*Assignment*
Filter the listing and keep only the lines with the word "post".

*Dataset records*
——————————

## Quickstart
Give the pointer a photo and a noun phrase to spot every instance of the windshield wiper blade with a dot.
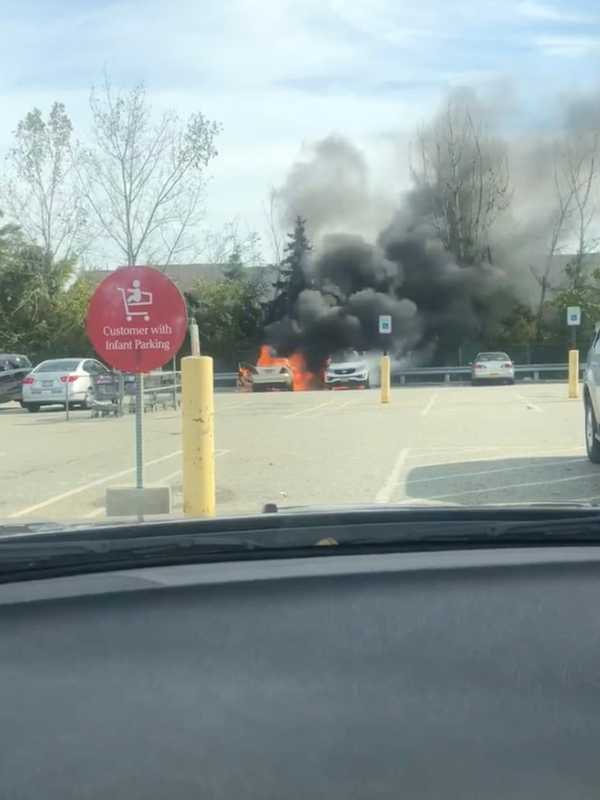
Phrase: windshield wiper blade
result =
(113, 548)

——————————

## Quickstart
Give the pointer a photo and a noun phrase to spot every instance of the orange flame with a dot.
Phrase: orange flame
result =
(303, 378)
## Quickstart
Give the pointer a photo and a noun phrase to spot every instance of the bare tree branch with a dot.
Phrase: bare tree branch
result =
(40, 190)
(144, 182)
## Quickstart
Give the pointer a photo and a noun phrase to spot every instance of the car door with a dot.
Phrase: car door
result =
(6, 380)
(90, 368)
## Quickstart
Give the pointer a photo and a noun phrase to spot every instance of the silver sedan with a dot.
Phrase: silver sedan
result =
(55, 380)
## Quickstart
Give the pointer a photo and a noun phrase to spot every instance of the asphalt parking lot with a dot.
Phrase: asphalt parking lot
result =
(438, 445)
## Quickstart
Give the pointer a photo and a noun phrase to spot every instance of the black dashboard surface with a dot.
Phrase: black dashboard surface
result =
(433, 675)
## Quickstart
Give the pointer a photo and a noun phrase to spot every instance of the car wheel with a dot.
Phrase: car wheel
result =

——————————

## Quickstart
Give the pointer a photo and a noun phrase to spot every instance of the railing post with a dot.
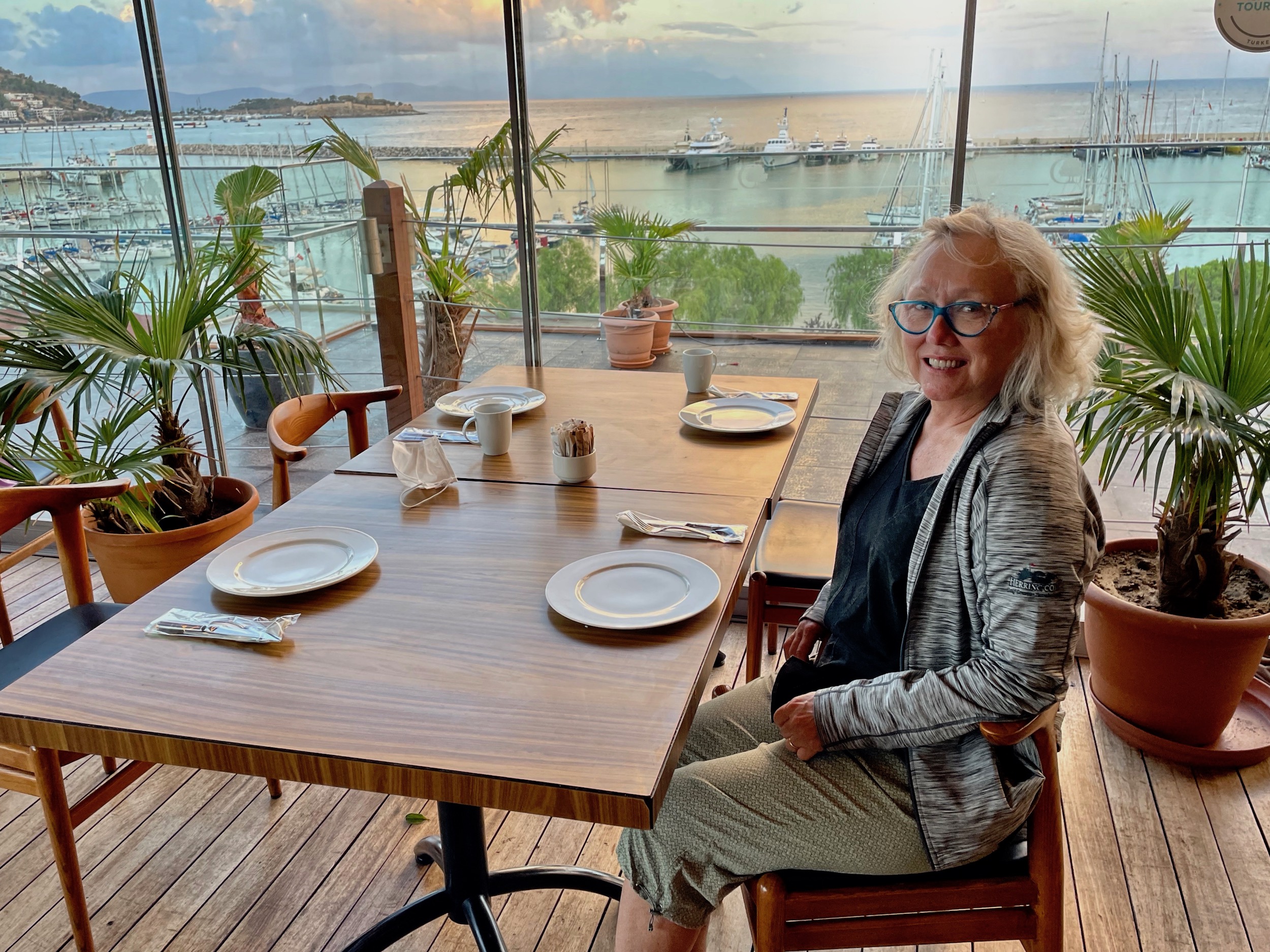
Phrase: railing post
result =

——————————

*Solution*
Give the pointer a photo and a noun phrase to spot every instance of the railing post with a dot.
Phrase: railing post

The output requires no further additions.